* Records provided:
-- Start --
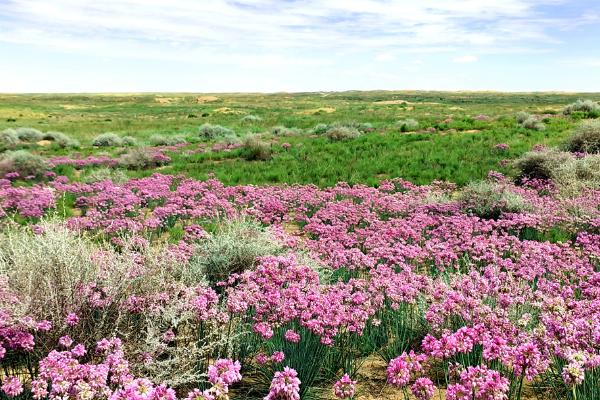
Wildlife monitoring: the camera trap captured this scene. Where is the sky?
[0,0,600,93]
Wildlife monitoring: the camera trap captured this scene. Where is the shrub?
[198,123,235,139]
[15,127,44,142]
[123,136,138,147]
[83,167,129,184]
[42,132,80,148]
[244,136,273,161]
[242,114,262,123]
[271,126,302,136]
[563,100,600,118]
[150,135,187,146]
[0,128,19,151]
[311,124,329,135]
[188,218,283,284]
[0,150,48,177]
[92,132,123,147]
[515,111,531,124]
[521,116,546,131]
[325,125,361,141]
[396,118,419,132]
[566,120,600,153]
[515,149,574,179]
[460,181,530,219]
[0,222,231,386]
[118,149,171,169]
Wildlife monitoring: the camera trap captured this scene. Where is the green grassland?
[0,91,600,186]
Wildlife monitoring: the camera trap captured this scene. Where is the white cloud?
-- End --
* Written problem: Could you copy every entry above word for word, leaving out the pictures?

* Output below:
Wildlife monitoring: the camera trap captured this scene. Where is the sky?
[0,0,600,93]
Wildlife monitoring: the camera trap captured this scene. Where is the shrub?
[198,123,235,139]
[15,127,44,142]
[123,136,138,147]
[83,167,129,184]
[42,132,80,148]
[244,136,273,161]
[242,114,262,123]
[271,126,302,136]
[563,100,600,118]
[150,135,187,146]
[0,128,19,151]
[311,124,329,135]
[188,218,283,284]
[0,150,48,177]
[92,132,123,147]
[515,111,531,124]
[521,116,546,131]
[325,125,361,141]
[396,118,419,132]
[566,120,600,153]
[515,149,574,179]
[460,181,530,219]
[0,222,231,386]
[118,149,171,169]
Wildlife monitoring: the camera trap captured this scene. Where is the green grassland?
[0,91,600,186]
Wildlife monitoring: the camera trap captured this scene. Where is the white cloud?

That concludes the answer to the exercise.